───── Materials provided ─────

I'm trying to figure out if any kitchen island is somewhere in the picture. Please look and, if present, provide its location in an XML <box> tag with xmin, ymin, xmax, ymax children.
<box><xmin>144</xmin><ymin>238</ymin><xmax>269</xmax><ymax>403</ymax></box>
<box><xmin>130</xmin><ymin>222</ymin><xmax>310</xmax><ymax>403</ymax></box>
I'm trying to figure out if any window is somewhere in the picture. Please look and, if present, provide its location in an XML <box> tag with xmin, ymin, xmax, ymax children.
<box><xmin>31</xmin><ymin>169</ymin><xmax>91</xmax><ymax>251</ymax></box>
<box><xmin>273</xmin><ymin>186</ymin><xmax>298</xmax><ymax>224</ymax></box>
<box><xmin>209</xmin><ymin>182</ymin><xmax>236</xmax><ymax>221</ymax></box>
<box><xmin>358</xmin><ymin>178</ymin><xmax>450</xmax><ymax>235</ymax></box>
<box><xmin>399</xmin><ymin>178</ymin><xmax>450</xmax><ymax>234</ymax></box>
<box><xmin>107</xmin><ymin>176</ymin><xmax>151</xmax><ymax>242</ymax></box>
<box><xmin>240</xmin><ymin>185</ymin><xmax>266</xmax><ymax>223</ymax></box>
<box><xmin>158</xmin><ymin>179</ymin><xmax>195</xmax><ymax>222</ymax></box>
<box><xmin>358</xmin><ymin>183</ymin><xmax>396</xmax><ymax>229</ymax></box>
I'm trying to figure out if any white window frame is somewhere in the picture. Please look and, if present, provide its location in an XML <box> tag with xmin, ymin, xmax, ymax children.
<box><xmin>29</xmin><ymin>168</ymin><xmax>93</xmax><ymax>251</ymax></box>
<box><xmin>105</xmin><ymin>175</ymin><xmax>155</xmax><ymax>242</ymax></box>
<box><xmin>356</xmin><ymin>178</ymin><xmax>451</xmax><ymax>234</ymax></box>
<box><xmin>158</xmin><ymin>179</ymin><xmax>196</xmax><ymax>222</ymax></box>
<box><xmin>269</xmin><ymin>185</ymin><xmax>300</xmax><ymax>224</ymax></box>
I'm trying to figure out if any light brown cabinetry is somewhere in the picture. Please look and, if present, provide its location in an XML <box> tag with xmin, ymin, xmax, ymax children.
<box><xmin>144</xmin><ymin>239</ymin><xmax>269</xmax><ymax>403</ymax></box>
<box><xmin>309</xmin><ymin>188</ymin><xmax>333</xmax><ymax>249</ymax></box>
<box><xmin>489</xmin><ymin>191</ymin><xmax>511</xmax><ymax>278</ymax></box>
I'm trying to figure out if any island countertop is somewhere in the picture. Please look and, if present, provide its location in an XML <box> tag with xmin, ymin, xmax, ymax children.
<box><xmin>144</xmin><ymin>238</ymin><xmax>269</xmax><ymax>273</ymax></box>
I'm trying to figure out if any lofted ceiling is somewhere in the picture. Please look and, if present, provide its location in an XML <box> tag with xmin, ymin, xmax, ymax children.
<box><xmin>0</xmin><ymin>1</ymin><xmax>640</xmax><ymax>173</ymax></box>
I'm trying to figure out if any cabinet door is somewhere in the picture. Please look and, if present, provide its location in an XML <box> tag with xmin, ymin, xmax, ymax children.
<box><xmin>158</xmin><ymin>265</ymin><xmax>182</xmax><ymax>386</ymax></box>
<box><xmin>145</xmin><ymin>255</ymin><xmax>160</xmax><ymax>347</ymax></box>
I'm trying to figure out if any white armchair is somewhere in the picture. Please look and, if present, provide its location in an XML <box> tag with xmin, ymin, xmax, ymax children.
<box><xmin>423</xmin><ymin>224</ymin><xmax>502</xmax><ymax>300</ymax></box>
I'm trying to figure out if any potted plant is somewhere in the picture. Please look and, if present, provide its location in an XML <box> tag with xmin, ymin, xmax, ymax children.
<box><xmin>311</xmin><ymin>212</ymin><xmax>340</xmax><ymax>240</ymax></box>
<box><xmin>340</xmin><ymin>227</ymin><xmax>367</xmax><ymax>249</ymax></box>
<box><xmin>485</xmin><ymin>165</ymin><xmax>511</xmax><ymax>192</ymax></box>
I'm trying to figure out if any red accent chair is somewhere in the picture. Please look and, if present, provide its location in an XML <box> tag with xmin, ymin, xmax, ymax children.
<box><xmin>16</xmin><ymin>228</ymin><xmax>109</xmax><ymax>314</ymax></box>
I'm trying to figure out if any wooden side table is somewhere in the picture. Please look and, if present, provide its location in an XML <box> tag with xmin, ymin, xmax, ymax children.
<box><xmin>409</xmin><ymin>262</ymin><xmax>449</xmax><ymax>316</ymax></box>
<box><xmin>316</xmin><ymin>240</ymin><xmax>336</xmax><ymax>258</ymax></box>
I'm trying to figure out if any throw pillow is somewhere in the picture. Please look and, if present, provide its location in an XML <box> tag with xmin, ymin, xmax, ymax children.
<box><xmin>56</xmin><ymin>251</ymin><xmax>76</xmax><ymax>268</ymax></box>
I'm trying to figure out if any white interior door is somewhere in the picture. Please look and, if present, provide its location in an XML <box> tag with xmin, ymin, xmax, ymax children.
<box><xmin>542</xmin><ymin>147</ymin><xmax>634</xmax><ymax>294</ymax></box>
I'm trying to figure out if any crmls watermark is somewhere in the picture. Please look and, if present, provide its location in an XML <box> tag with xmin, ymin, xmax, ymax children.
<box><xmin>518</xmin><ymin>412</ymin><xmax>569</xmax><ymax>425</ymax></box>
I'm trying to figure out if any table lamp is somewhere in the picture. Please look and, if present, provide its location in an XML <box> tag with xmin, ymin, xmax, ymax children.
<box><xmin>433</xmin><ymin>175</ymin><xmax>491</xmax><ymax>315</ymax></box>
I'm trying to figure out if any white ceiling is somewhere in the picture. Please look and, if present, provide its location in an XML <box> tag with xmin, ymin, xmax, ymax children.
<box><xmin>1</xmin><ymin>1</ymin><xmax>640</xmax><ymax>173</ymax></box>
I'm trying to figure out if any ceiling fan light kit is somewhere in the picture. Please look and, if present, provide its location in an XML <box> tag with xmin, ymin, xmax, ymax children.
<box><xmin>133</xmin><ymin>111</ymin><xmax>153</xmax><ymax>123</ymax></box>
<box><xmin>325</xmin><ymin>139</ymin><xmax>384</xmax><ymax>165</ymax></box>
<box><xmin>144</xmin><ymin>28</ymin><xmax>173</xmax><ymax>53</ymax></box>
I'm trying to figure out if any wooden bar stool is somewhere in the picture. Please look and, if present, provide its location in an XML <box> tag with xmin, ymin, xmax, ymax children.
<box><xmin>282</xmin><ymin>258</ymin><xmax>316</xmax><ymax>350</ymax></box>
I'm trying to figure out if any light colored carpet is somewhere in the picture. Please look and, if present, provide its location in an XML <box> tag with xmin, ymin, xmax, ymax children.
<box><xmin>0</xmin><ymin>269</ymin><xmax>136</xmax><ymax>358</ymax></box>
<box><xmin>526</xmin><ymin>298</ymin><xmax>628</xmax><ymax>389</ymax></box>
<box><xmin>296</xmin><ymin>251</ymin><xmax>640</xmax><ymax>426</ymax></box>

─────

### [What is needed]
Rewrite the records starting at the line that contains "I'm trying to figure out if any ceiling" and ending at the last line of the records, keeping the requests as they are. Multiply every box coordinate in the answers by 0.2 and round to whole numbers, with halves going up.

### [Result]
I'm trying to figure out if any ceiling fan light kit is somewhere in the picture. Please look and, if present, provide its location in an XML <box> tag with xmin, ymin, xmax, ymax children.
<box><xmin>27</xmin><ymin>22</ymin><xmax>31</xmax><ymax>25</ymax></box>
<box><xmin>65</xmin><ymin>28</ymin><xmax>77</xmax><ymax>33</ymax></box>
<box><xmin>29</xmin><ymin>6</ymin><xmax>35</xmax><ymax>11</ymax></box>
I'm trying to figure out if any wooden bar stool is somewhere in the picture. Please look and, if present, provide its location in an XML <box> tag with xmin, ymin, xmax, ymax children.
<box><xmin>56</xmin><ymin>52</ymin><xmax>63</xmax><ymax>70</ymax></box>
I'm trying to figure out if any light colored carpet is somewhere in the picture. Please look and, if present, provide its location in an XML <box> tag with xmin, ymin, xmax, ymax children.
<box><xmin>0</xmin><ymin>54</ymin><xmax>27</xmax><ymax>72</ymax></box>
<box><xmin>105</xmin><ymin>60</ymin><xmax>126</xmax><ymax>78</ymax></box>
<box><xmin>59</xmin><ymin>50</ymin><xmax>128</xmax><ymax>85</ymax></box>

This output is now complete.